Given entries:
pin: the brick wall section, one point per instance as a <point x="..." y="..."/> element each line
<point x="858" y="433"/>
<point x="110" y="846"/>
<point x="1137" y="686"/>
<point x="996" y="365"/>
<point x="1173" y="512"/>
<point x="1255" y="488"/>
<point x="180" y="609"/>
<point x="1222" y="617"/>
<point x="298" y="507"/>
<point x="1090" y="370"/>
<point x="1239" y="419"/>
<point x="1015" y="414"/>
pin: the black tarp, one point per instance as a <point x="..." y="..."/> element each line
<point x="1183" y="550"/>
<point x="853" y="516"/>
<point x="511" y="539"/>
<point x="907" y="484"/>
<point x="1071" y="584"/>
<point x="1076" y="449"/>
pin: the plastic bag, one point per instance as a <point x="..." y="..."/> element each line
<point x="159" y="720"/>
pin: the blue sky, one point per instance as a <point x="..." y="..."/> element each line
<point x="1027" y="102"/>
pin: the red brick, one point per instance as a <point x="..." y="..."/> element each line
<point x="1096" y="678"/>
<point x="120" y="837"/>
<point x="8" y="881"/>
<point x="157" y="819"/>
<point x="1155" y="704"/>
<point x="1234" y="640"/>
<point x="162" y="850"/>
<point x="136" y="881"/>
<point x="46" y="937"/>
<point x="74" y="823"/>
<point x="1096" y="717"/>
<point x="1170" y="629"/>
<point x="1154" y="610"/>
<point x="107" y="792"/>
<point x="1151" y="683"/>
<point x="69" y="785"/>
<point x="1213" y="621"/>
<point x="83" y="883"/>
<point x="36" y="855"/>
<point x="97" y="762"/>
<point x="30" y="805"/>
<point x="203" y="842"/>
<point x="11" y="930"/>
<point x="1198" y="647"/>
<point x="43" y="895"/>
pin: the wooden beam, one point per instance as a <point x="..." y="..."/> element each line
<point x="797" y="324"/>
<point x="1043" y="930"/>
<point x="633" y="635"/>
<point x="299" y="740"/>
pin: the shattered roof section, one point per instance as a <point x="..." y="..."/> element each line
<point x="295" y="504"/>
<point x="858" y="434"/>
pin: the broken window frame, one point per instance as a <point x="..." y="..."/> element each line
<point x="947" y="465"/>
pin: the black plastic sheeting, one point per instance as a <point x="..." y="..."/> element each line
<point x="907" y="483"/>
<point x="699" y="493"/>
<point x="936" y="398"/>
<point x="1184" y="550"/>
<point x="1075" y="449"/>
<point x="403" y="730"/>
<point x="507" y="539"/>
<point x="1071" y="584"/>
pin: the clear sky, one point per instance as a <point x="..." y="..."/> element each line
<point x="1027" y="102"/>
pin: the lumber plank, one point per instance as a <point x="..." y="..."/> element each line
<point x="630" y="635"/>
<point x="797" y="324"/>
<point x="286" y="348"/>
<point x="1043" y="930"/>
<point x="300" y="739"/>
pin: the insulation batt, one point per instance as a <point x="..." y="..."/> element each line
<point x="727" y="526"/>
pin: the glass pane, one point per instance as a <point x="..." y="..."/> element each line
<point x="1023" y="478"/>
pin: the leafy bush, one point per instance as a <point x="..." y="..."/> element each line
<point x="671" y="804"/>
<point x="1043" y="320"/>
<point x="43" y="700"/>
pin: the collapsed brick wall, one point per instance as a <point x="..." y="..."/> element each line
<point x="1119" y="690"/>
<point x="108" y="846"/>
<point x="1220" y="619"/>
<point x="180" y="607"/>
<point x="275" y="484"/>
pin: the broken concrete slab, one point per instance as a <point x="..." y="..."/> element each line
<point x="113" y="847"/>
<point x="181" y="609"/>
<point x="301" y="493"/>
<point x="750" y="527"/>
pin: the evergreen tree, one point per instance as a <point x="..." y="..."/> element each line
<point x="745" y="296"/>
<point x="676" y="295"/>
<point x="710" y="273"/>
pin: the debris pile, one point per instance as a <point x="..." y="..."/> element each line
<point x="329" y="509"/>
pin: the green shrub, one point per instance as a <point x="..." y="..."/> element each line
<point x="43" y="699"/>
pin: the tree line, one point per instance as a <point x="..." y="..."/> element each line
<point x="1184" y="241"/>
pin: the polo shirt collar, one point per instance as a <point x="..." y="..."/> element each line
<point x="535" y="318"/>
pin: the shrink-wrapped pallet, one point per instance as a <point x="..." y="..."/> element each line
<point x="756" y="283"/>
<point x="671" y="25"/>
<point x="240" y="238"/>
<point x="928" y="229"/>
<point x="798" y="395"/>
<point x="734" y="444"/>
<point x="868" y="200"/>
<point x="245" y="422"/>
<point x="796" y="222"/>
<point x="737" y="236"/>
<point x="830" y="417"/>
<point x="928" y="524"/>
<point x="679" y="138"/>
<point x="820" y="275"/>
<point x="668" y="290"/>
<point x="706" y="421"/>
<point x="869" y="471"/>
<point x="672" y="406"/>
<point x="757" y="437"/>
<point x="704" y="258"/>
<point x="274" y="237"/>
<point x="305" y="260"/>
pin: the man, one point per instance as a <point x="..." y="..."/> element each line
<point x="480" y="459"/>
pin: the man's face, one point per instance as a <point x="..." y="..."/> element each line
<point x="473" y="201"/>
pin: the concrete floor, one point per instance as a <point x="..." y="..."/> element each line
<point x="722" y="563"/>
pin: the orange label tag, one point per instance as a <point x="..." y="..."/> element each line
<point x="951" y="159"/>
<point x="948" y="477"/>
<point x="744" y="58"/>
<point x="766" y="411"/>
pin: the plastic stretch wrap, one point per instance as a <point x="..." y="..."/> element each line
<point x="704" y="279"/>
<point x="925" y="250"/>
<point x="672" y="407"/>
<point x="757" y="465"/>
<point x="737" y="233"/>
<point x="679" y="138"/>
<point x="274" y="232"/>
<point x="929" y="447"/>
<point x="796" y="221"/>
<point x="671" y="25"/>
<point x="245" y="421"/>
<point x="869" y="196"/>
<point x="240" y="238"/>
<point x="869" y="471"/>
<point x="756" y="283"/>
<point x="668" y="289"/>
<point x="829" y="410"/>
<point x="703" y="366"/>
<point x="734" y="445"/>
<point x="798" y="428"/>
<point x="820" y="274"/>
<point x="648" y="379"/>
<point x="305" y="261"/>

Your instructions:
A verbatim copy of all the entries is the expected result.

Answer for the task:
pin: the brick wall section, one point per instance as a <point x="..." y="..."/> element each line
<point x="858" y="433"/>
<point x="110" y="846"/>
<point x="1137" y="686"/>
<point x="996" y="365"/>
<point x="1173" y="512"/>
<point x="1255" y="488"/>
<point x="180" y="609"/>
<point x="1222" y="617"/>
<point x="298" y="507"/>
<point x="1090" y="370"/>
<point x="1239" y="419"/>
<point x="1015" y="414"/>
pin: the black tarp, one point per instance as a <point x="..." y="..."/> element each line
<point x="1183" y="550"/>
<point x="853" y="516"/>
<point x="511" y="539"/>
<point x="907" y="484"/>
<point x="1071" y="584"/>
<point x="1076" y="449"/>
pin: the plastic bag, one point per instance as a <point x="..." y="..."/> element each line
<point x="159" y="720"/>
pin: the blue sky, one point per instance as a <point x="..." y="..."/> element each line
<point x="1027" y="102"/>
pin: the red brick, one point per instance as a <point x="..." y="..."/> element each line
<point x="1096" y="678"/>
<point x="120" y="837"/>
<point x="8" y="881"/>
<point x="157" y="819"/>
<point x="1155" y="704"/>
<point x="1234" y="640"/>
<point x="162" y="850"/>
<point x="136" y="881"/>
<point x="46" y="937"/>
<point x="74" y="823"/>
<point x="1096" y="717"/>
<point x="1170" y="629"/>
<point x="1154" y="610"/>
<point x="107" y="792"/>
<point x="1151" y="683"/>
<point x="69" y="785"/>
<point x="1213" y="621"/>
<point x="83" y="883"/>
<point x="36" y="855"/>
<point x="97" y="762"/>
<point x="30" y="805"/>
<point x="203" y="842"/>
<point x="11" y="930"/>
<point x="1198" y="647"/>
<point x="43" y="895"/>
pin: the wooden beam, one point per instance as a <point x="..." y="..."/> element each line
<point x="797" y="324"/>
<point x="1043" y="930"/>
<point x="633" y="635"/>
<point x="299" y="740"/>
pin: the shattered roof section, one point per instance as a <point x="..." y="..."/> element each line
<point x="295" y="504"/>
<point x="858" y="434"/>
pin: the broken window frame, one point per instance as a <point x="..." y="..."/> element each line
<point x="947" y="465"/>
pin: the black plastic sheeting, one point per instance as a <point x="..." y="..."/> element each line
<point x="907" y="483"/>
<point x="699" y="493"/>
<point x="936" y="398"/>
<point x="1184" y="550"/>
<point x="1075" y="449"/>
<point x="403" y="730"/>
<point x="507" y="539"/>
<point x="1071" y="584"/>
pin: the clear sky, one point per instance as a <point x="..." y="..."/> element each line
<point x="1027" y="102"/>
pin: the lumber plank, one point per instance as a <point x="..." y="..."/> element each line
<point x="630" y="635"/>
<point x="797" y="324"/>
<point x="286" y="348"/>
<point x="1043" y="930"/>
<point x="300" y="739"/>
pin: the insulation batt, one point per instance as a <point x="..." y="..."/> element each line
<point x="727" y="526"/>
pin: the glass pane, one point per instance as a <point x="..." y="..."/> element each line
<point x="1023" y="478"/>
pin: the leafy bush, one point per instance as a <point x="..." y="..."/> element each line
<point x="671" y="804"/>
<point x="1043" y="320"/>
<point x="43" y="700"/>
pin: the collapsed brick wall, one point per instance as a <point x="..." y="..."/> element each line
<point x="1119" y="690"/>
<point x="108" y="846"/>
<point x="1220" y="619"/>
<point x="180" y="607"/>
<point x="275" y="484"/>
pin: the broken concrete slab, one point per instance as a <point x="..." y="..."/> element each line
<point x="113" y="847"/>
<point x="181" y="609"/>
<point x="301" y="493"/>
<point x="750" y="527"/>
pin: the evergreen tree, one point per instance as a <point x="..." y="..."/> element each line
<point x="745" y="296"/>
<point x="676" y="295"/>
<point x="710" y="273"/>
pin: the debris pile, one point per instance as a <point x="..." y="..."/> element each line
<point x="329" y="509"/>
pin: the green shrub, one point per instance as a <point x="..." y="..."/> element each line
<point x="43" y="699"/>
pin: the tree line, one point per instance as a <point x="..." y="..."/> element each line
<point x="1184" y="241"/>
pin: the polo shirt collar, one point per instance as a <point x="..." y="..."/> element each line
<point x="535" y="318"/>
pin: the shrink-wrapped pallet, one point per instance as a <point x="..." y="..."/> element each line
<point x="756" y="283"/>
<point x="671" y="25"/>
<point x="240" y="238"/>
<point x="928" y="229"/>
<point x="798" y="395"/>
<point x="734" y="444"/>
<point x="868" y="200"/>
<point x="245" y="422"/>
<point x="796" y="222"/>
<point x="737" y="236"/>
<point x="830" y="417"/>
<point x="928" y="524"/>
<point x="679" y="138"/>
<point x="820" y="275"/>
<point x="668" y="290"/>
<point x="706" y="421"/>
<point x="869" y="471"/>
<point x="672" y="406"/>
<point x="757" y="437"/>
<point x="704" y="258"/>
<point x="274" y="237"/>
<point x="305" y="260"/>
pin: the man, one point per instance as a <point x="..." y="..."/> element each line
<point x="480" y="459"/>
pin: the man's face, one point per instance as a <point x="..." y="..."/> element each line
<point x="473" y="201"/>
pin: the concrete floor, one point per instance as a <point x="..." y="..."/> element each line
<point x="722" y="563"/>
pin: the orange label tag, one point per instance as a <point x="..." y="..."/> element each line
<point x="951" y="159"/>
<point x="948" y="477"/>
<point x="744" y="58"/>
<point x="766" y="411"/>
pin: the plastic stretch wrap, one point per instance as a <point x="..." y="..."/> element each line
<point x="704" y="279"/>
<point x="925" y="250"/>
<point x="672" y="407"/>
<point x="757" y="465"/>
<point x="737" y="233"/>
<point x="679" y="138"/>
<point x="274" y="232"/>
<point x="929" y="447"/>
<point x="796" y="221"/>
<point x="671" y="25"/>
<point x="245" y="421"/>
<point x="869" y="196"/>
<point x="240" y="238"/>
<point x="869" y="471"/>
<point x="756" y="283"/>
<point x="668" y="289"/>
<point x="829" y="410"/>
<point x="703" y="366"/>
<point x="734" y="445"/>
<point x="798" y="428"/>
<point x="820" y="274"/>
<point x="648" y="379"/>
<point x="305" y="261"/>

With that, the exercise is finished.